■ **Short exercise**
Copy the data below line for line, without changing anything.

■ **Exercise materials**

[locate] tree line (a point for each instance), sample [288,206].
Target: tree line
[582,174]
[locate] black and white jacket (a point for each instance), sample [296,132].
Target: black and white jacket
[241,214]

■ **Response to the task**
[locate] tree line (a point for each instance), sample [288,206].
Target: tree line
[582,174]
[locate] black and white jacket (a point for each instance), sample [296,132].
Target: black and white jacket
[241,214]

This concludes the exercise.